::: Records shown

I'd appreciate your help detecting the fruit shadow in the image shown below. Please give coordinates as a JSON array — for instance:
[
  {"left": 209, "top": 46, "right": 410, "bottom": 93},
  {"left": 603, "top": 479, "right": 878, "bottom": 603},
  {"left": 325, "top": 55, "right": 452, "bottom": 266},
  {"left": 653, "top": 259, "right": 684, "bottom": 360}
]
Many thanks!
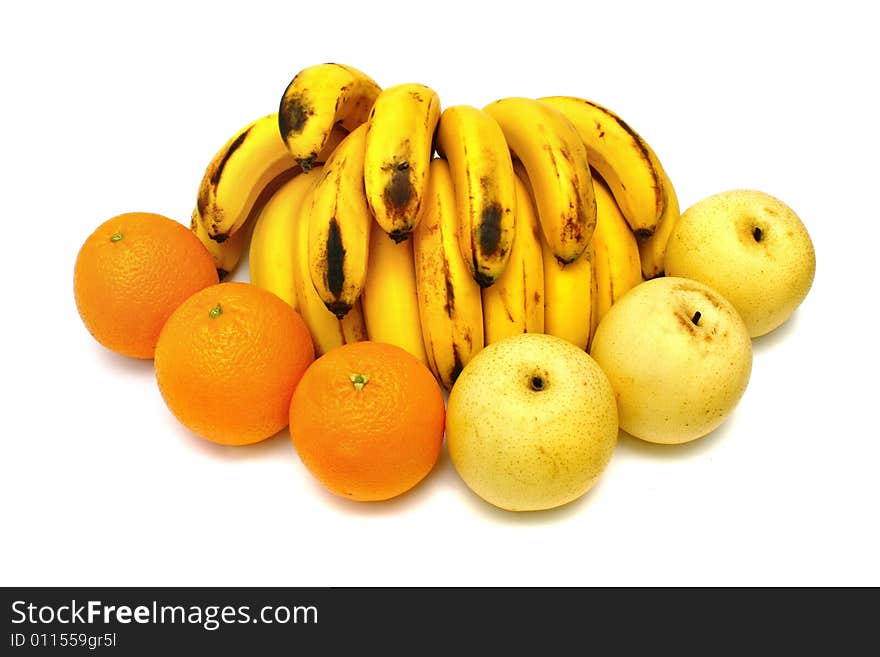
[
  {"left": 613, "top": 419, "right": 734, "bottom": 460},
  {"left": 750, "top": 311, "right": 800, "bottom": 355},
  {"left": 92, "top": 343, "right": 157, "bottom": 377},
  {"left": 176, "top": 425, "right": 296, "bottom": 462}
]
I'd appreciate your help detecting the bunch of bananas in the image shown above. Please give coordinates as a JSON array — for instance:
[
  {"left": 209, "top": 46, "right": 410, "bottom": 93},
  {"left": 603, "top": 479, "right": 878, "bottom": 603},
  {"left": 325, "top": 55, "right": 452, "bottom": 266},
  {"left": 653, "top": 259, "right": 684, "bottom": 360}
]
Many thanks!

::::::

> _Task_: Which lines hold the word "image"? Return all of them from the records above.

> _Response_:
I'd appreciate your help detecting the fruit shadow in the image shown below. Please give coordinates as a JSON array — for instance:
I'd appreciate your help detecting the bunch of bananas in the image shown above. Please give coordinates as a JSON array — for instance:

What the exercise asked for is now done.